> **Exercise details**
Please report how many lines of the data include the word "futsal", with the number as the entire reply.

> **Dataset entries**
····················
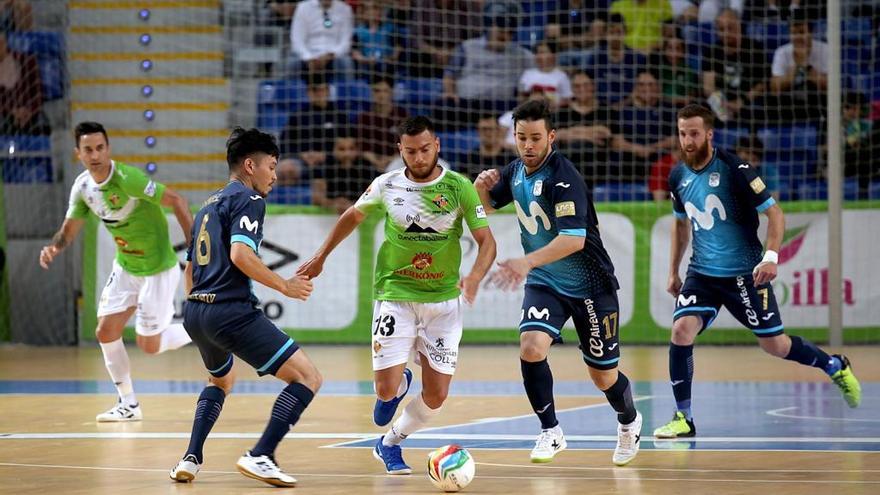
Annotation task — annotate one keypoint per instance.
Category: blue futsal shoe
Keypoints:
····················
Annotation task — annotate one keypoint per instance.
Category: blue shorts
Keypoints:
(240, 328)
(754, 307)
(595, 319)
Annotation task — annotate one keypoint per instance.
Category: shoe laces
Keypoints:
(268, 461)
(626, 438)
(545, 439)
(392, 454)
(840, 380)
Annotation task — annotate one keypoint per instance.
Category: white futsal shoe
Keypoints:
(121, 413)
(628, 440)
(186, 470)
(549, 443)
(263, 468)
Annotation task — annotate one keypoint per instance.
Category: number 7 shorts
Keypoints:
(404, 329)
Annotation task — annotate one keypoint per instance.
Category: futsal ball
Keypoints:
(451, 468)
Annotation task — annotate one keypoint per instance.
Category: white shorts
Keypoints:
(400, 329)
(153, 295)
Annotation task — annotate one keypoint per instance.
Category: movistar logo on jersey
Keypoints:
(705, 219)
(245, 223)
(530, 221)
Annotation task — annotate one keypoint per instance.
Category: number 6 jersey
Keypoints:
····················
> **Output of the task**
3